**Your instructions**
Repeat the whole of the data, keeping every detail the same.

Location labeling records

-- START --

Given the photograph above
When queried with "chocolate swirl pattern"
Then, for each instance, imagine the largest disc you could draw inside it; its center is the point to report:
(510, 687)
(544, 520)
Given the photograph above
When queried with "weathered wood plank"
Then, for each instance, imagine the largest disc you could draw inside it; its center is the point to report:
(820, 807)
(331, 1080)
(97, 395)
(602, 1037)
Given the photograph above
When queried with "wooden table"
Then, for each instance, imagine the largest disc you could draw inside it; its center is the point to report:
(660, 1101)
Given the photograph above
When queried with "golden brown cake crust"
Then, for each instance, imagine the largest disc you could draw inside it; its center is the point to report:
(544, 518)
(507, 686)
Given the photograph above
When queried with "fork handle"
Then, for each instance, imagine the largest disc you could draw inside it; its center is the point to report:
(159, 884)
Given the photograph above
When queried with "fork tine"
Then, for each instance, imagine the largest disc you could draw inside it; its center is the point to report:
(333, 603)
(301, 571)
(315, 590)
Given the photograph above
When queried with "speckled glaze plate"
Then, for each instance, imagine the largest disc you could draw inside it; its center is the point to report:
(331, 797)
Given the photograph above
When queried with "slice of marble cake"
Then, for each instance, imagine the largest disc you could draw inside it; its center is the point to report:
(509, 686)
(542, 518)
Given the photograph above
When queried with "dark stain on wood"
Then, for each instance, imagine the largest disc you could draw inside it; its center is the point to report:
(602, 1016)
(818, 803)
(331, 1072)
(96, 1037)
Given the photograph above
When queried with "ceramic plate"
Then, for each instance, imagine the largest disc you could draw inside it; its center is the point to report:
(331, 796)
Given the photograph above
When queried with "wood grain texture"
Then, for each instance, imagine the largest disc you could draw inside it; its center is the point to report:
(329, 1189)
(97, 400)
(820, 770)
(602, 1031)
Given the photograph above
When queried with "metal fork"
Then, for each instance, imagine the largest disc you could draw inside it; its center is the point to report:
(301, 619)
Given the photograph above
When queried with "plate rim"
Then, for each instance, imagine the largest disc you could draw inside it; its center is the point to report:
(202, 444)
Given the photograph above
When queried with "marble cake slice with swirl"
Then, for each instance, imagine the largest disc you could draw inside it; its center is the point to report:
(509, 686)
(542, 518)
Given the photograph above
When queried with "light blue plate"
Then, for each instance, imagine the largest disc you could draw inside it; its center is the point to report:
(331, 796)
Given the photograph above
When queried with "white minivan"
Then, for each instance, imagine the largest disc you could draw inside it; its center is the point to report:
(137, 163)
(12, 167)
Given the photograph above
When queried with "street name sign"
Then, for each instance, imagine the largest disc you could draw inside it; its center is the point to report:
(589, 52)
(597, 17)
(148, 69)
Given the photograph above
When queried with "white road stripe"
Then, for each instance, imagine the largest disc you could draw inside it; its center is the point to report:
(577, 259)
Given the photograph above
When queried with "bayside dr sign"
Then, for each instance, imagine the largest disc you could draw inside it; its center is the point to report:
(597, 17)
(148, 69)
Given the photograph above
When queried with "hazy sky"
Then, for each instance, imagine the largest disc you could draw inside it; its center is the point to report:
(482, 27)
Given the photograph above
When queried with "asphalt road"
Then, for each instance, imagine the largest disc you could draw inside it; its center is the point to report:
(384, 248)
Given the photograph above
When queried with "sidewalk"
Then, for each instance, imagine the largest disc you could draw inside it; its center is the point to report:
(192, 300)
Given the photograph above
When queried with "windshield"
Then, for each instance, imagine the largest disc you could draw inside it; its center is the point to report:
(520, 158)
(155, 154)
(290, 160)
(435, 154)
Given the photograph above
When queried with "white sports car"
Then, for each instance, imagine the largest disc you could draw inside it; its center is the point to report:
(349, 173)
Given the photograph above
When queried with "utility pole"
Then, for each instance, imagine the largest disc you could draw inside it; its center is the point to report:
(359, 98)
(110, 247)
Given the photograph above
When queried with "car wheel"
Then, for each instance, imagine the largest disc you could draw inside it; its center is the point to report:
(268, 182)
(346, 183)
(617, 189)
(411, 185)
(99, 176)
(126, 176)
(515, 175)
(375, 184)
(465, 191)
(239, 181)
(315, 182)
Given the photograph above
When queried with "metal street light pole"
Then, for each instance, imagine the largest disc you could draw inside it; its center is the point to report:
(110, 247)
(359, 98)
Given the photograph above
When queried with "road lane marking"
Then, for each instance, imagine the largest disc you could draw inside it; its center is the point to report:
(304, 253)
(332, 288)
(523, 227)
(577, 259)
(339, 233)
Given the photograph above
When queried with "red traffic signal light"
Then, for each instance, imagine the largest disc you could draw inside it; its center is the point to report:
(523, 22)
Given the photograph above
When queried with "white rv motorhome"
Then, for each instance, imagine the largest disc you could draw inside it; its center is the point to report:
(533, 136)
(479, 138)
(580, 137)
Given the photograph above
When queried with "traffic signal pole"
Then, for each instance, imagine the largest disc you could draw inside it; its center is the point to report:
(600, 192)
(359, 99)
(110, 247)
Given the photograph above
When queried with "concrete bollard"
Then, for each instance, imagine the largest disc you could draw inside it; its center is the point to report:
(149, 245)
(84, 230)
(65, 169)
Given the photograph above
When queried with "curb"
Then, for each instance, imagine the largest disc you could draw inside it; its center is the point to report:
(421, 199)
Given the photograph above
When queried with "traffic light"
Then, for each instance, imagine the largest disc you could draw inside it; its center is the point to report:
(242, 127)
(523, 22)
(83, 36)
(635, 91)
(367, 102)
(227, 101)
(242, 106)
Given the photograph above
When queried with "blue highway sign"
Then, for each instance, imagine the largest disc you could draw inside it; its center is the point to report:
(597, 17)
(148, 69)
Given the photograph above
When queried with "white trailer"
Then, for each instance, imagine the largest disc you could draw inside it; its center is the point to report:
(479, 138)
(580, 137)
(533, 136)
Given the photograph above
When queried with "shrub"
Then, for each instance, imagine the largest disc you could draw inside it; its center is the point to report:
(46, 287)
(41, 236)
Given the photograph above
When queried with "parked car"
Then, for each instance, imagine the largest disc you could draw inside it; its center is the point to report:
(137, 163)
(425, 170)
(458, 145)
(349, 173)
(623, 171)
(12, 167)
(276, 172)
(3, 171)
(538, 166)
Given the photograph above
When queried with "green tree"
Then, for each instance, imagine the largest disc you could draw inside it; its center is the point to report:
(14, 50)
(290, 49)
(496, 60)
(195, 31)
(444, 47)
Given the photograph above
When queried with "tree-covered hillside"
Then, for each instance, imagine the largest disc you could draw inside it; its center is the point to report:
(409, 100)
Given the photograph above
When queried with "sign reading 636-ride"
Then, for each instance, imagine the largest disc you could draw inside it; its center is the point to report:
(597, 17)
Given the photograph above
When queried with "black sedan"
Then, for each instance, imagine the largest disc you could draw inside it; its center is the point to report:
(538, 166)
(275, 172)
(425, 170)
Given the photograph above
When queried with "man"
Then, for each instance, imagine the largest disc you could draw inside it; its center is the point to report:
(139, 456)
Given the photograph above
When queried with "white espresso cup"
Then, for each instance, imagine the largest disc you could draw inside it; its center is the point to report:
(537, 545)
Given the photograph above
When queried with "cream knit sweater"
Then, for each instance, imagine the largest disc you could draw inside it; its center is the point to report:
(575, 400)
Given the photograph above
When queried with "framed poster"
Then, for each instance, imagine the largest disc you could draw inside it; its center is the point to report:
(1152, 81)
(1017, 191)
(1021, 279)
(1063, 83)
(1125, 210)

-- END --

**Solution to this task**
Given the photograph above
When queried with "chocolate swirl pattern"
Then, for each instance, imagine the largest disc you could draw inside it; its center is the point to report:
(510, 687)
(544, 520)
Given the photograph above
When queried with "weathered wood plank"
Then, for each instance, imagine the largest disc you could draw inside it; its center is the point to report:
(820, 807)
(331, 1080)
(97, 395)
(602, 1037)
Given the photograph above
When queried with "wooden table"
Then, for each instance, imagine the largest disc you could draw inside it; its center is the point to report:
(660, 1101)
Given the photograph above
When queried with "golden brown cake crust"
Then, for each instance, imagine the largest disc you could draw inside it; its center is the point to report:
(544, 518)
(507, 686)
Given the photograph above
When queried with "fork handle"
Then, for each instance, imagine the largest disc you could draw inside it; its center is the point to report:
(159, 884)
Given the photograph above
When queried with "fork tine"
Then, for each instance, imagine the largest disc you could draw inside it; its center is the point to report:
(333, 603)
(301, 571)
(315, 590)
Given the photograph above
When queried with "speckled glaze plate"
Then, for each instance, imagine the largest disc you could draw inside it; its center is the point to report:
(331, 797)
Given the photograph above
When queried with "slice of marble cake"
Then, for each instance, imagine the largest disc you could draw inside it; its center is the point to report:
(509, 686)
(542, 518)
Given the photograph above
When queried with "dark stain on wood"
Then, for each instance, imagine the largest disc you could draw inside it; its center is the point to report:
(602, 1016)
(818, 803)
(331, 1072)
(96, 1037)
Given the photograph above
When queried with "ceramic plate"
Then, for each instance, imagine the largest disc you could draw inside it; its center is the point to report:
(331, 796)
Given the photograph above
When queried with "wood grain texture"
Then, for each instance, imagine the largest disc you could draw inside it; its center is the point to report:
(329, 1189)
(97, 400)
(820, 770)
(602, 1031)
Given the photograph above
When queried with "metal fork"
Then, for each instance, imagine the largest disc you could draw inside it; its center is the point to report:
(301, 619)
Given the photograph above
When queried with "plate rim"
Then, for each instance, imagine the largest disc you could draw inside it; its center is the point to report:
(202, 444)
Given the photograph above
When queried with "marble cake slice with swirl"
Then, for each instance, imagine the largest disc you could draw inside it; its center is the point to report:
(509, 686)
(542, 518)
Given the photograph above
When queried with "light blue plate"
Then, for each instance, imagine the largest disc you could draw inside it; its center is the point to report:
(331, 796)
Given the photograph above
When queried with "white minivan"
Then, for each instance, imagine the largest disc you could draw inside it; its center is the point to report:
(137, 163)
(12, 167)
Given the photograph above
When queried with "street name sign"
Then, for each instance, imagine the largest disc you could draw inside it; its center is the point to report:
(589, 52)
(597, 17)
(148, 69)
Given the photograph above
When queried with "white road stripe"
Then, for each instance, imagine the largest disc you could draw inside it; its center is the point to report:
(577, 259)
Given the photograph above
When queried with "bayside dr sign"
Then, for each instance, imagine the largest disc you could draw inside it; its center is the point to report:
(597, 17)
(148, 69)
Given the photograph above
When queried with "hazy sky"
Then, for each instance, imagine the largest disc you could draw inside it; its center is the point to report:
(482, 27)
Given the photograph above
When queried with "asphalt road"
Then, for each instance, imagine the largest disc you could draw inside it; its center is the point to report:
(384, 248)
Given the photograph above
When queried with "sidewalk"
Then, for each instance, imagine the largest disc you could draw inside it; its center is the point to report:
(192, 300)
Given the photograph above
When queried with "windshield"
Then, for each instance, imagine the largest disc you could draw inside it; its center is the point to report:
(520, 158)
(155, 154)
(290, 160)
(435, 154)
Given the photograph above
When queried with "white sports car"
Then, for each instance, imagine the largest disc you could draw inside it; its center is the point to report:
(349, 173)
Given the photograph above
When queried with "utility pole"
Then, for each instance, imagine the largest disc you could draw inside it; its center is the point to report:
(359, 98)
(110, 247)
Given the photograph above
When queried with "car wheel"
Then, for each instance, imagine the largest disc you could draw inside it; its center is the point to report:
(268, 182)
(346, 183)
(617, 189)
(411, 185)
(99, 176)
(126, 176)
(515, 175)
(375, 184)
(465, 191)
(239, 181)
(315, 182)
Given the photograph above
When queried with "metal street light pole"
Then, for each instance, imagine the largest disc you could draw inside it; its center is the point to report:
(110, 247)
(359, 98)
Given the photograph above
When queried with "road lane marking"
Then, for each instance, imagine the largest disc you could draw inside it; its center is the point to report:
(304, 253)
(332, 288)
(523, 227)
(577, 259)
(339, 233)
Given the photograph above
When queried with "red traffic signal light"
Then, for each instance, imagine the largest disc you could draw inside it; its center is the point to report:
(523, 22)
Given the photograph above
When queried with "white rv motorhome"
Then, for each instance, imagine the largest disc you could draw inside it; its center is the point to report:
(533, 136)
(479, 138)
(580, 137)
Given the photograph above
When queried with "traffic signal pole"
Then, for each instance, imagine the largest disc you could draw inside it; its center is the point to report:
(600, 192)
(359, 99)
(110, 247)
Given the photograph above
When queried with "concrete bollard"
Then, for each instance, imagine the largest disc you could draw inside it; its center is the point to report:
(149, 245)
(84, 230)
(65, 169)
Given the photograph above
When queried with "curb"
Then, for each instance, imagine the largest disc you could draw inside it; its center is the point to report:
(421, 199)
Given the photograph above
When queried with "traffic light"
Then, for each instance, imagine the largest disc you could draw inside it; its center is the point to report:
(242, 127)
(523, 22)
(83, 36)
(635, 91)
(367, 102)
(227, 101)
(242, 106)
Given the photograph above
When queried with "blue highway sign"
Then, for each instance, imagine the largest disc you could draw inside it; its center is the point to report:
(597, 17)
(148, 69)
Given the photograph above
When queried with "white trailer"
Then, for each instance, imagine the largest disc you could draw inside it; its center is the point to report:
(479, 138)
(580, 137)
(533, 136)
Given the photograph above
When queried with "shrub"
Then, for each instance, imagine the largest disc you could draw inside it; its center is the point to report:
(46, 287)
(41, 236)
Given the photograph above
When queried with "parked car"
Then, for each instance, imagine the largest disc you could draw inside it; its center is the point to report:
(137, 163)
(425, 170)
(458, 145)
(349, 173)
(623, 171)
(12, 167)
(276, 172)
(3, 171)
(538, 166)
Given the photograph above
When queried with "green tree"
Then, for each instance, imagine the largest disc you could draw inside it; its center is the point to report:
(14, 50)
(290, 49)
(496, 60)
(195, 31)
(444, 47)
Given the photograph above
When queried with "tree-covered hillside"
Then, for each instance, imagine the largest disc you could draw inside it; its center is the point to report:
(409, 100)
Given the photograph above
When queried with "sign reading 636-ride"
Then, for each instance, imagine the largest disc you could draw inside it; its center is the point to report:
(597, 17)
Given the photograph above
When queried with "black sedan"
Then, for each instance, imagine the largest disc you could draw inside it; its center is the point to report:
(538, 166)
(275, 172)
(425, 170)
Given the photograph above
When queried with "man"
Then, for each instance, imagine the largest disc you could draw inside it; its center is the point to report:
(139, 456)
Given the photograph above
When queried with "white espresso cup"
Then, for each instance, imagine the largest disc you could draw inside it; its center is the point to report:
(537, 545)
Given the photograph above
When queried with "cream knit sweater"
Then, for each instance, imagine the largest disc you could draw inside it; its center is the point to report:
(575, 400)
Given the photograph above
When queried with "framed poster"
Then, for each instance, imagine the largest disc you could draw inside it; its center is the point to report:
(1152, 81)
(1017, 191)
(1021, 279)
(1063, 83)
(1125, 210)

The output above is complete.